__Quoted passage__:
★ ★ ★

Confession is perhaps the greatest benefit of being Catholic

OSV Newsweekly 12/3/2014


“Going to confession is hard — hard when you have sins to confess and hard when you haven’t,” Dorothy Day famously wrote in her autobiography’s introduction.

Judith Babarsky, however, wasn’t intimidated by her first confession when she joined the Catholic Church in 2012, and she doesn’t dread it now.

“For me, there really isn’t that anxiety or that fear. Part of it is that I’m a therapist, and I’ve been in therapy myself,” she said. “I’m comfortable talking about my weaknesses, about faults.”

A licensed professional counselor in northern Virginia, Babarsky tries to receive the sacrament of reconciliation every two to three weeks. In September, she blogged about the sacrament in a post titled “Why I Love Confession.” “It is perhaps the greatest benefit of being Catholic,” she wrote.


Some Catholics see confession as an aspect of a “full, vibrant, Catholic life,” said Msgr. Batule, now pastor of Corpus Christi in Mineola, New York, and a part-time instructor at St. Joseph’s Seminary in nearby Dunwoodie. “Those Catholics who are using the sacrament at regular intervals see the problem of sin as a weakening of our relationship with Christ, and the best thing we can do is take responsibility for our faults and failures, receive the Lord’s forgiveness and start anew.”

★ ★ ★

__Tasks to perform__:
A. Repeat word for word the part of the article on confession from "OSV Newsweekly 12/3/2014" up to and including "dread it now.".
B. Carry on the article on confession, picking up right after its last sentence.

Records drawn from a dataset
★ ★ ★

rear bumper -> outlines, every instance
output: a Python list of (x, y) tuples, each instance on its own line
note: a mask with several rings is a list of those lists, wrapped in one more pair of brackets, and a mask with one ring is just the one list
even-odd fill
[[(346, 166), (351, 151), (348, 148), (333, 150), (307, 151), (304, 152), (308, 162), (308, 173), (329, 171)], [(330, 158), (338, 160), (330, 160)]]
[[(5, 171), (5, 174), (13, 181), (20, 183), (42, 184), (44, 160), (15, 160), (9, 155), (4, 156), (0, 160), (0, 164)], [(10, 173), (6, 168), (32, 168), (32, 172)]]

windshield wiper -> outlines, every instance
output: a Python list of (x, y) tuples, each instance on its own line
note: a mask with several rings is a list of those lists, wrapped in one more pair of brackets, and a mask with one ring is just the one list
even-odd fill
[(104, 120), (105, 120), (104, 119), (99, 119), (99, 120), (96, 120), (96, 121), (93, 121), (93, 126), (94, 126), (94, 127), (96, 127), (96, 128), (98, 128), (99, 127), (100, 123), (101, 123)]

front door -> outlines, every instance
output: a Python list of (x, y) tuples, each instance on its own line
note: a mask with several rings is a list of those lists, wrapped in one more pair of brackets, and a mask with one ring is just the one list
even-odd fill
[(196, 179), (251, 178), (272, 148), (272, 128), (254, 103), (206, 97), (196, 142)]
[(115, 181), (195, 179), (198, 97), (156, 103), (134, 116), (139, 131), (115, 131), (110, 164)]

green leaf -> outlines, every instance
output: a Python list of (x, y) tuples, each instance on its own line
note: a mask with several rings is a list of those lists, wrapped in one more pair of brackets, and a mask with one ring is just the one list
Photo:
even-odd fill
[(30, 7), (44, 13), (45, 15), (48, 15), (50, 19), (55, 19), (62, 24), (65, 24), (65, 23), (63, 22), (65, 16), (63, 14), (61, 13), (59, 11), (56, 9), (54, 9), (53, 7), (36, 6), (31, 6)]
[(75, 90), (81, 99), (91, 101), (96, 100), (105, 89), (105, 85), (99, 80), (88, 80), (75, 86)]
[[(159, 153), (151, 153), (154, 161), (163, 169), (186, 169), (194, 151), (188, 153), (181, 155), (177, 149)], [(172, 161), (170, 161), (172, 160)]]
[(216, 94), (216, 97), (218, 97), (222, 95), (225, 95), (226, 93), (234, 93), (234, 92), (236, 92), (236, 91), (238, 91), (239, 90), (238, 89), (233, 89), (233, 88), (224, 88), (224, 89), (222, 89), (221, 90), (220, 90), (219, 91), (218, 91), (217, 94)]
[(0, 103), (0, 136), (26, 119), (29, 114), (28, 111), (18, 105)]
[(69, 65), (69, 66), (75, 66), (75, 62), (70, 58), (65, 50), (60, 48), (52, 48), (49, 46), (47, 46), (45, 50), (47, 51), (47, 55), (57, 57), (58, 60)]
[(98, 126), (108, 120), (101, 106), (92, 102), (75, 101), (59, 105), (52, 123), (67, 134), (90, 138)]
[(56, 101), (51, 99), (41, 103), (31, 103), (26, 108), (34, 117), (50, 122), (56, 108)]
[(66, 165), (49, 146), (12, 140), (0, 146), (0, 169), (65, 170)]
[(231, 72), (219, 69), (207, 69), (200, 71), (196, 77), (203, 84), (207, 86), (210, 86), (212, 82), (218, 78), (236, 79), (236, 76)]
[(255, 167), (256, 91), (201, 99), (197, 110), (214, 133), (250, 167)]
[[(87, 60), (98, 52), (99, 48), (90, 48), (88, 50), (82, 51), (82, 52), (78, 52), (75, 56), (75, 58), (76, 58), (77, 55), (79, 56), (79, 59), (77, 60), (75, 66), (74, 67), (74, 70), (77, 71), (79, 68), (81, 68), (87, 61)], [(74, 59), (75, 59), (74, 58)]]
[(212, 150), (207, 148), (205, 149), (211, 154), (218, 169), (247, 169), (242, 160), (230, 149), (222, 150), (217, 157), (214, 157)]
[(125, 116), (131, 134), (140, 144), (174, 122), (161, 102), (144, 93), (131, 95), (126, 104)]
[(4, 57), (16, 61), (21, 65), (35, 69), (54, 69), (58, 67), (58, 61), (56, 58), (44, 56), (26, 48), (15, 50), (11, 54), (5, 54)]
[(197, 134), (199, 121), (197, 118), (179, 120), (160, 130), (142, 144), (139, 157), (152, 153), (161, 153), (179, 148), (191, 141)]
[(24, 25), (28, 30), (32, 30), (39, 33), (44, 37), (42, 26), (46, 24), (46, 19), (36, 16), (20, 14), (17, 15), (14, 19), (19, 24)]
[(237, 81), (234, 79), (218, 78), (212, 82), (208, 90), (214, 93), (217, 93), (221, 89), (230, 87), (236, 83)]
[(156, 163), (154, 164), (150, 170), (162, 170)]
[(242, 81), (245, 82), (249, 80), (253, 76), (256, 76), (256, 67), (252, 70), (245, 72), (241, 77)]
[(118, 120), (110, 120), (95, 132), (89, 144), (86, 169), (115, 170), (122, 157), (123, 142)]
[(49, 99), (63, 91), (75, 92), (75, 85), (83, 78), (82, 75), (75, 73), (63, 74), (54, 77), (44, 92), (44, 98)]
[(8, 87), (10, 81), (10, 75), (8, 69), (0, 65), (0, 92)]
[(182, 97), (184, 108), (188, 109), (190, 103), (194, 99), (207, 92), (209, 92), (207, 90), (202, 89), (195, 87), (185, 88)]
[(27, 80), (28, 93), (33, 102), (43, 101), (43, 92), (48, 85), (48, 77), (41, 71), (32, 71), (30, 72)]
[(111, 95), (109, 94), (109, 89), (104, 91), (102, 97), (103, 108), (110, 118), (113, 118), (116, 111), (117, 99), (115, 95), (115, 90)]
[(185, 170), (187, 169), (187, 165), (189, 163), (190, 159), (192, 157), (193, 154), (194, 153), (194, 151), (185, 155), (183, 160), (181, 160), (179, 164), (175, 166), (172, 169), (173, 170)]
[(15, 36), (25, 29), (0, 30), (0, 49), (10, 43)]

★ ★ ★

__Responses to the exercise__:
A.
OSV Newsweekly 12/3/2014


“Going to confession is hard — hard when you have sins to confess and hard when you haven’t,” Dorothy Day famously wrote in her autobiography’s introduction.

Judith Babarsky, however, wasn’t intimidated by her first confession when she joined the Catholic Church in 2012, and she doesn’t dread it now.

B.
Other Catholics, he said, find confession difficult because they’re unsure of how to examine their conscience, erroneously viewing sin as a remote concept. Msgr. Batule attributes that mistaken understanding of sin to three things: secularism, relativism and the misapplication of social science, where behavior is ascribed to formative life events, not free will. People widely believe that everyone is assured salvation, he said, no matter what kind of life they live — an idea that contradicts Catholic teaching — so they don’t feel a need for the sacrament.

However, Msgr. Batule thinks the Rite of Penance is “well attuned to human anthropology,” an idea he explored in a 1997 article for The Priest magazine, and one he maintains today.

There’s a need for the healing of the human spirit, which has been wounded,” he said. “Oftentimes, the wounds come as a result of sin. When we’re able to take responsibility for sin and ask for forgiveness, then we’re able to make great progress, emotionally and psychologically, because we have received the gift of forgiveness, and it’s a liberating experience.”

A sinner’s haven

Twenty miles west of Msgr. Batule’s parish is St. Francis of Assisi Church in midtown Manhattan, which has earned the nicknamed “New York’s Confessional.”


Franciscan friars hear 44 hours of confessions there each week, but the parish also offers spiritual direction, professional counseling and a dozen addiction-support groups.

The church’s close proximity to Pennsylvania Station, Madison Square Garden and Macy’s puts it at the confluence of people from all walks of life, many of whom seek out St. Francis’ friars.

“We’ve gained a reputation for being good confessors, in that we’re kind and thoughtful to people,” said Father Andrew Reitz, a Franciscan friar and St. Francis’ pastor. “They know that we hear everything, so they know they probably won’t shock us with what they say.”

Penitents range from those who confess weekly to those who have been away from the sacrament for decades.

Father Reitz said people who fear confession do so for two reasons: They’re not sure how the friars will react, and they have a negative image of God “just waiting for them to make a mistake.”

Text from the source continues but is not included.